EXERCISE DETAILS: Reproduce every one of the records below word for word, leaving out the pictures.

MATERIAL SHOWN:
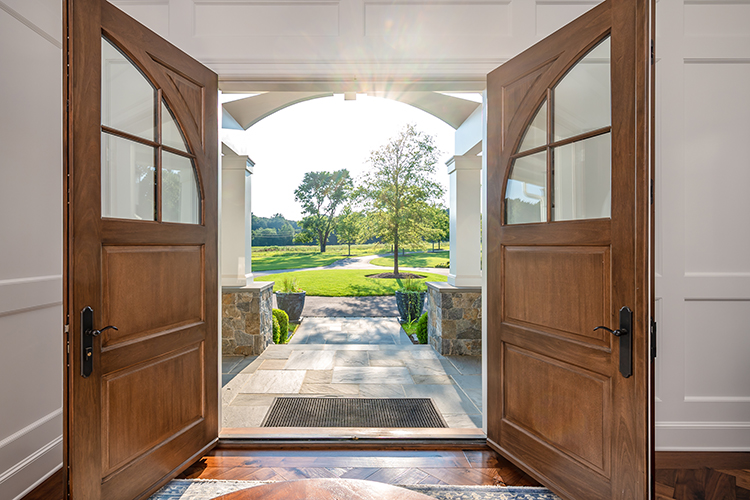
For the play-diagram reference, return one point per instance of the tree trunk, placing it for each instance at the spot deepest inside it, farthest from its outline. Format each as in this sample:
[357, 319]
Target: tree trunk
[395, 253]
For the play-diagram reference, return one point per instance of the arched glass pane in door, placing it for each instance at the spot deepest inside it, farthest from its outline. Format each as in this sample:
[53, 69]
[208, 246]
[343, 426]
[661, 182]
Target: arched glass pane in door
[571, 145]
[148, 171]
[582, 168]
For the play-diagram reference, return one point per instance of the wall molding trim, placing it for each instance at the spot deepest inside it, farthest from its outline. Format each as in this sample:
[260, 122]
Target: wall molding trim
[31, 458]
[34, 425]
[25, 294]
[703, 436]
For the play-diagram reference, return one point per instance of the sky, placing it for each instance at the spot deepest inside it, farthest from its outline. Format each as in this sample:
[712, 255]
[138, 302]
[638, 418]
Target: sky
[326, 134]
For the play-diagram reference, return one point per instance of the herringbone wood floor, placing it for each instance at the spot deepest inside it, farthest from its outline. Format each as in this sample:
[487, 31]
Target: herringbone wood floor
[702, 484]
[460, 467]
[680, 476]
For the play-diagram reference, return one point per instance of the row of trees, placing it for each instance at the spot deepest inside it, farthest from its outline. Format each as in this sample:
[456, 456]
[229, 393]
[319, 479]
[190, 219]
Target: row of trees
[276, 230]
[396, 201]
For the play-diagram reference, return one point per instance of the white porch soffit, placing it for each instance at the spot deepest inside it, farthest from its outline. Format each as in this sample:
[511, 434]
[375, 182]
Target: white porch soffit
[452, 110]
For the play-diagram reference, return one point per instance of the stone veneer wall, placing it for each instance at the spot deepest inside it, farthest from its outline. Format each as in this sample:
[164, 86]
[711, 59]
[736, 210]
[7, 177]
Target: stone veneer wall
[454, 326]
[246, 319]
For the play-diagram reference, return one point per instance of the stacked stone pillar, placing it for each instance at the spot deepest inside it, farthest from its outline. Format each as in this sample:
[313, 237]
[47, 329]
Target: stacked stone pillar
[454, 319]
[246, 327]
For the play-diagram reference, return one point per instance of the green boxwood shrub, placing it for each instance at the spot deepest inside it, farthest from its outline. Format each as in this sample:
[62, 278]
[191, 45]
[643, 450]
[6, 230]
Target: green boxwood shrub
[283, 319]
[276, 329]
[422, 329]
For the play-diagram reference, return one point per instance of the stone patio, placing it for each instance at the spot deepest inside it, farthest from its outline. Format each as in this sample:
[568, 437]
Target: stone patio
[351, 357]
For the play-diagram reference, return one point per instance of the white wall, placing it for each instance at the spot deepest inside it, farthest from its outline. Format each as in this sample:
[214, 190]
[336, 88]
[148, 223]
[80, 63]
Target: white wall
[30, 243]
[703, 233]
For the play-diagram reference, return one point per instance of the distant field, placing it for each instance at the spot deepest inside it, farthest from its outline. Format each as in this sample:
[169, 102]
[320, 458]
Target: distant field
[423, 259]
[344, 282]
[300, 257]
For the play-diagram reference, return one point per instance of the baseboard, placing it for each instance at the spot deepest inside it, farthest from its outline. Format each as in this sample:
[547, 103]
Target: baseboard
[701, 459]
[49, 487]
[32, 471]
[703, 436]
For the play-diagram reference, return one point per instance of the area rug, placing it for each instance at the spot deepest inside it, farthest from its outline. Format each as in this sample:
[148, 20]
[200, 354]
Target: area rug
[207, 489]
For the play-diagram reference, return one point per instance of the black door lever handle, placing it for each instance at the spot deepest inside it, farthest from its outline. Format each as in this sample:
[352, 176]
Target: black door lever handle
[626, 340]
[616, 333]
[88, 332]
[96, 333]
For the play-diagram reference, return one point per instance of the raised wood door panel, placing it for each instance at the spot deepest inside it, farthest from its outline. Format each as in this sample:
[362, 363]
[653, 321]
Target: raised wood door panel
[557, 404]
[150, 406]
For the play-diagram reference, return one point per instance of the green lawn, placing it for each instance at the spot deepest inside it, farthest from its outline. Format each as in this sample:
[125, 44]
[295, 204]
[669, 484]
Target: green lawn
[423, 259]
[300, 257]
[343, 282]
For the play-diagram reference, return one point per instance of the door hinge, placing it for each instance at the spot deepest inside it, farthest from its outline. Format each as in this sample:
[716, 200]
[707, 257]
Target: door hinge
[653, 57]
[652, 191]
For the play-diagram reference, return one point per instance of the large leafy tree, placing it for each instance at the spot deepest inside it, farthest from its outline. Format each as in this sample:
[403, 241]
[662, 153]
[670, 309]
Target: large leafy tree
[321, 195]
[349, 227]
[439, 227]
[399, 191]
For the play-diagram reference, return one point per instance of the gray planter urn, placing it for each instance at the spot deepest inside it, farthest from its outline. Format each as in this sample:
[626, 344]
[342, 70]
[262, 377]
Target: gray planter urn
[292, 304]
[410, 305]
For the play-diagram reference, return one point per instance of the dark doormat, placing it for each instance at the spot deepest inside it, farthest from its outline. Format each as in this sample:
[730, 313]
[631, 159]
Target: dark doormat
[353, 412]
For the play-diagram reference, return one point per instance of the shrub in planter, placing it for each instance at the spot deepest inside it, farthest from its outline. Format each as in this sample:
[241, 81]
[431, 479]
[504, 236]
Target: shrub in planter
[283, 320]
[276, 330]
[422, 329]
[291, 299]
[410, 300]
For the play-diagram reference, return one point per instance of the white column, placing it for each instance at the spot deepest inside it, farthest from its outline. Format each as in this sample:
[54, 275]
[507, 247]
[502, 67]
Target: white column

RESPONSE:
For the play-diagram reference, return one point per instance of the tree trunk, placing it for each instance at the spot deepest inside it, farthest from its outline. Format each as in this sample:
[357, 319]
Target: tree trunk
[395, 253]
For the play-diagram reference, return one point per instance of the arched glass pane in door, placing it for each instance at the spot deepest inside it, farthest from its outline. Format each as in this sample:
[53, 69]
[208, 246]
[343, 426]
[661, 182]
Target: arched glass pane in door
[571, 145]
[148, 171]
[582, 168]
For the play-diagram reference, return one point per instance of the wall molding trim, placing it for each instance at the spot deepest inside it, farthest from its outline. Format each as in this sample:
[260, 122]
Target: wall molding trim
[31, 458]
[34, 425]
[25, 294]
[703, 436]
For the play-diagram reference, return one point per instance of the sky, placing it for each instance at the spot deepest inside it, farthest from its outline. Format each as in this sample:
[712, 255]
[138, 302]
[638, 418]
Target: sky
[326, 134]
For the play-diagram reference, return one point per instance of the herringbone wood floor, placing it for each instance at the spot deepest inside it, farthest from its outline. Format each as in this sample:
[487, 31]
Target: herringbone wood floor
[702, 484]
[460, 467]
[680, 476]
For the play-diagram reference, return one point per instance of the row of trees, placing it for each instance at the spot deepest inside it, farthest from its outline. Format each as in this sample:
[456, 456]
[229, 393]
[319, 479]
[190, 219]
Target: row of trees
[276, 230]
[396, 201]
For the play-diagram reference, return one point per instance of the white porch soffit, placing it for each instance at the spot deepest inside it, farthest from its outline. Format each as in this sample:
[511, 434]
[375, 182]
Target: white porch soffit
[452, 110]
For the play-diagram reference, return one point per instance of the stone veneer wall, placing it for each instance at the spot deepest inside it, farthest from its outline. Format each as in this sample:
[164, 86]
[711, 59]
[736, 210]
[7, 177]
Target: stone veneer wall
[454, 326]
[246, 319]
For the play-diagram reference, return one point per instance of the stacked stone pillar, placing it for each instance at the spot deepest inside it, farthest from its outline. Format each as in this sample:
[313, 237]
[47, 329]
Target: stacked stone pillar
[454, 319]
[246, 327]
For the play-diagram reference, return one point per instance of the green boxwood shrub, placing it for each instance at the spot deepest inside it, farthest from its outline. Format each as in this sample:
[62, 278]
[191, 45]
[643, 450]
[6, 230]
Target: green boxwood shrub
[283, 319]
[276, 329]
[422, 329]
For the play-diagram reference, return one point per instance of the stone patio, placing it for each instance at the spot deepest inside it, farthest from its outline. Format each as in this sample:
[568, 437]
Target: stone patio
[351, 357]
For the play-diagram reference, return one point per instance of the white wall, placing it for each instance at the spot deepest inside it, farthest from its outline. Format each as in this sample:
[214, 190]
[336, 88]
[148, 223]
[80, 63]
Target: white wall
[30, 243]
[703, 233]
For the play-diagram reference, return one point per instance of the distant field, placing it for each instance at the spot deepest inside it, farthest from its outline. Format each as in this sample:
[169, 102]
[320, 458]
Target: distant field
[423, 259]
[344, 282]
[300, 257]
For the play-diagram reference, return one point per instance of the baseboard, placing it for each instance at the spot deepest inside it, farthest from its outline. Format each as in this sample:
[547, 103]
Target: baseboard
[701, 459]
[49, 487]
[32, 471]
[703, 436]
For the play-diagram reference, return one point per instance of the area rug, placing it for each instance at the spot deepest inside it, farthest from its outline. Format each as in this sample:
[148, 20]
[200, 354]
Target: area rug
[207, 489]
For the play-diagram reference, return one point per instance of the black door lever handle, placing it for each instance at the spot deepest inside it, farthest from its outline. Format each as in this sample:
[352, 176]
Target: black door lever handle
[626, 340]
[616, 333]
[88, 332]
[96, 333]
For the play-diagram reference, return one point per instance of the raised wood door panel, placing it for each instance at the spot deepest inside it, farthest from its outline. Format each as in this sample:
[362, 363]
[653, 321]
Target: raised wood door panel
[557, 404]
[150, 406]
For the play-diagram reference, return one point per instance of the green lawn, placing it for each instance at the spot deepest inside it, farthest from its outline. Format each as in this sample:
[125, 44]
[295, 204]
[669, 484]
Target: green lawn
[423, 259]
[300, 257]
[343, 282]
For the play-diagram reference, return one point per instance of the door hinge, placing it for each instance at the spot deepest inside it, farthest from its outline. Format each as in this sample:
[716, 200]
[707, 257]
Target: door hinge
[653, 57]
[652, 191]
For the play-diagram reference, return one point per instance of the large leafy tree, placing it for each instance at the spot deepest inside it, farthest from its outline. Format each as in this sample:
[403, 241]
[662, 153]
[670, 309]
Target: large leafy tree
[321, 195]
[349, 227]
[439, 227]
[399, 191]
For the play-diagram reference, return one point per instance of the gray planter urn, placing it for each instance at the spot deepest inside it, farthest from its outline. Format each as in this sample:
[626, 344]
[342, 70]
[262, 377]
Target: gray planter urn
[292, 304]
[410, 305]
For the play-diagram reference, return one point per instance of the dark doormat, placing it for each instance at the spot deepest inside it, farthest from its outline. Format each as in this sample:
[730, 313]
[631, 159]
Target: dark doormat
[353, 412]
For the play-diagram reference, return one point per instance of the shrub in planter, placing it for each instance at the spot deepest inside it, farthest from its outline. Format each as in this sample:
[241, 81]
[431, 479]
[504, 236]
Target: shrub in planter
[283, 320]
[276, 330]
[422, 329]
[291, 299]
[410, 300]
For the play-diagram reference, return one point per instance of the white column, placing it for each instance at the spot deepest inside it, farthest from its outline. Format each as in this sample:
[54, 275]
[507, 247]
[502, 67]
Target: white column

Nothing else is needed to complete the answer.